Trecho do documento -
········
A imagem do satélite mostra que além de Angola
e a RDC, Zâmbia, Moçambique e Madagascar também sofrem o mesmo
fenômeno. A estimativa, entretanto, é que nove de cada dez incêndios na
África não causam grandes danos, e sim mais benefícios à comunidade.
Tosi Mpanu Mpanu, negociador congolês nas conferências sobre o clima das
Nações Unidas, diz que “na Amazônia a floresta queima principalmente pela seca e a mudança climática. Mas na África Central isso se deve essencialmente a técnicas agrícolas”, informa a AFP.
Diante
do incipiente alarme, o Governo de Angola quis se movimentar para
alertar sobre as comparações entre o que acontece no país africano e o
Brasil, que podem conduzir, afirma em um comunicado, “a uma dramatização
da situação e à desinformação das mentes mais imprudentes”. De acordo
com o Ministério do Meio Ambiente angolano são fogos que os agricultores
fazem todos os anos ao final da estação seca. “Nessa época do ano e em
numerosas regiões de nosso país ocorrem incêndios por parte dos
camponeses em fase de preparação das terras pela proximidade da estação
das chuvas”, acrescenta o comunicado.
Evidentemente,
também há riscos. Moore diz que, de acordo com os estudos mais recentes,
todos os anos é queimada de 3% a 4% da superfície terrestre do Planeta.
········
Material coletado -

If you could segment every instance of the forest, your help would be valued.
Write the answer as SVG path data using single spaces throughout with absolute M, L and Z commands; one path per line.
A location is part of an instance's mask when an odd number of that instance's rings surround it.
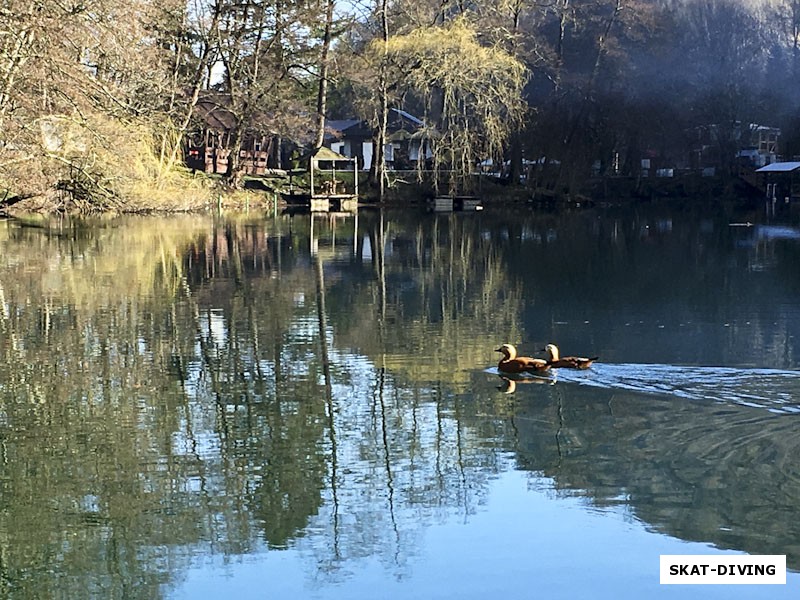
M 435 132 L 434 168 L 503 159 L 516 181 L 539 161 L 566 187 L 680 165 L 709 127 L 731 163 L 742 124 L 800 155 L 798 0 L 4 0 L 0 16 L 4 207 L 204 202 L 184 143 L 211 95 L 231 147 L 268 135 L 278 168 L 326 119 L 365 120 L 383 148 L 391 108 Z M 214 185 L 241 186 L 231 156 Z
········
Tarefa breve A - Imprima, do trecho sobre os incêndios na África, a passagem que vai de "A imagem do" até "informa a AFP.".
Tarefa breve B -
Responda com base no trecho sobre os incêndios na África:
(i) Segundo a imagem do satélite, que países, além de Angola e da RDC, também sofrem o mesmo fenômeno?
(ii) De acordo com o Ministério do Meio Ambiente angolano, em que momento do ano os agricultores fazem esses fogos?
(iii) Segundo Moore, que parcela da superfície terrestre do Planeta é queimada todos os anos?
O material não tem relação com o trecho do documento.

Resultado do exercício A -
A imagem do satélite mostra que além de Angola
e a RDC, Zâmbia, Moçambique e Madagascar também sofrem o mesmo
fenômeno. A estimativa, entretanto, é que nove de cada dez incêndios na
África não causam grandes danos, e sim mais benefícios à comunidade.
Tosi Mpanu Mpanu, negociador congolês nas conferências sobre o clima das
Nações Unidas, diz que “na Amazônia a floresta queima principalmente pela seca e a mudança climática. Mas na África Central isso se deve essencialmente a técnicas agrícolas”, informa a AFP.

Resultado do exercício B -
(i) Zâmbia, Moçambique e Madagascar.
(ii) Ao final da estação seca.
(iii) De 3% a 4%.